(Records for location labeling)
--------

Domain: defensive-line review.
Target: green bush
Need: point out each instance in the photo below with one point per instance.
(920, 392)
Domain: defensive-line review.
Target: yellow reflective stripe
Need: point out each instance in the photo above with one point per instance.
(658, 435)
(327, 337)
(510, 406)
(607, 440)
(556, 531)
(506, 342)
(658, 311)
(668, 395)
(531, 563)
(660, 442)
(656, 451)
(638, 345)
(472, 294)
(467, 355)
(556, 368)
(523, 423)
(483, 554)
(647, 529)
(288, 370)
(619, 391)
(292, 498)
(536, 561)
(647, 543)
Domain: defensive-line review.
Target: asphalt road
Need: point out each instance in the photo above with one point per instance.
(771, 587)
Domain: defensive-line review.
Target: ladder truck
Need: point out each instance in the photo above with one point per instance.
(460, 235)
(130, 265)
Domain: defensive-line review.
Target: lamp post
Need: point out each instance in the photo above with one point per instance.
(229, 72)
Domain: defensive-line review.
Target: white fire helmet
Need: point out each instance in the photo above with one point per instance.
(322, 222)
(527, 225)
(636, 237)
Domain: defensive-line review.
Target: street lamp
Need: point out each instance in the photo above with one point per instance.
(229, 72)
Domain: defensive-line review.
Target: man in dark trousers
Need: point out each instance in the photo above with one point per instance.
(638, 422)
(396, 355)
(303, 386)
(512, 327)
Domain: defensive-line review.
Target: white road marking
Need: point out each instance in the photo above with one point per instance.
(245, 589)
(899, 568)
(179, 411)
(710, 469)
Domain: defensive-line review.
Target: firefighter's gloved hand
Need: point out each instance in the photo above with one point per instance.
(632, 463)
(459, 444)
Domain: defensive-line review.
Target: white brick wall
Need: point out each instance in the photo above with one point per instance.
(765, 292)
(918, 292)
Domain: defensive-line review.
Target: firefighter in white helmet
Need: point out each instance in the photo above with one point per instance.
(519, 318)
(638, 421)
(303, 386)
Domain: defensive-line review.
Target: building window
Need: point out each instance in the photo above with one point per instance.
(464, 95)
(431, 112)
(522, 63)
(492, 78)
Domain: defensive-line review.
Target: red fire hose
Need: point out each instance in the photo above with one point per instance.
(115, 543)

--------

__TASK STATEMENT__.
Please identify each line above that contains the word "road", and copy every such line in full.

__WORKED SOLUTION__.
Target: asphalt road
Target: white road marking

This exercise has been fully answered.